**TASKS TO PERFORM**:
#1 In the lard story, what did the state health inspector say the restaurant was cooking with?
#2 Copy out the part of the lard story that opens with the words containing "Praise The Lard!" and closes with "foreign oil dependency.".

**TEXT SHOWN**:
=-=-=-=-=

Praise The Lard!

origin_162791929   One of Brownwood’s iconic Mexican food restaurants shut their doors for a brief period today as health inspectors responded to claims of deliciousness and mouth-watering flavor. Chuck Realbudder, health inspector for the state of Texas remarked, “It’s as we suspected, they’re cooking with pure hog lard. You just don’t get this exquisite flavor with healthy oils.”

 

The big surprise came later during a routine analysis in an onsite, portable lab. The lard in question was discovered to be harboring an astonishing secret. “It’s like nothing we’ve ever seen before,” said Realbudder. “This is an extremely high-octane lard. Couple that fact with the sheer magnitude of this find, as a *bio-fuel, it could free North America from foreign oil dependency.

=-=-=-=-=

**DATA PROVIDED**:
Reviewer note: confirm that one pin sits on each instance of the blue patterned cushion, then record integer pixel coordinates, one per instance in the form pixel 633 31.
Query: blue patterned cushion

=-=-=-=-=

**ANSWERS**:
#1 Pure hog lard.

#2
Praise The Lard!

origin_162791929   One of Brownwood’s iconic Mexican food restaurants shut their doors for a brief period today as health inspectors responded to claims of deliciousness and mouth-watering flavor. Chuck Realbudder, health inspector for the state of Texas remarked, “It’s as we suspected, they’re cooking with pure hog lard. You just don’t get this exquisite flavor with healthy oils.”

 

The big surprise came later during a routine analysis in an onsite, portable lab. The lard in question was discovered to be harboring an astonishing secret. “It’s like nothing we’ve ever seen before,” said Realbudder. “This is an extremely high-octane lard. Couple that fact with the sheer magnitude of this find, as a *bio-fuel, it could free North America from foreign oil dependency.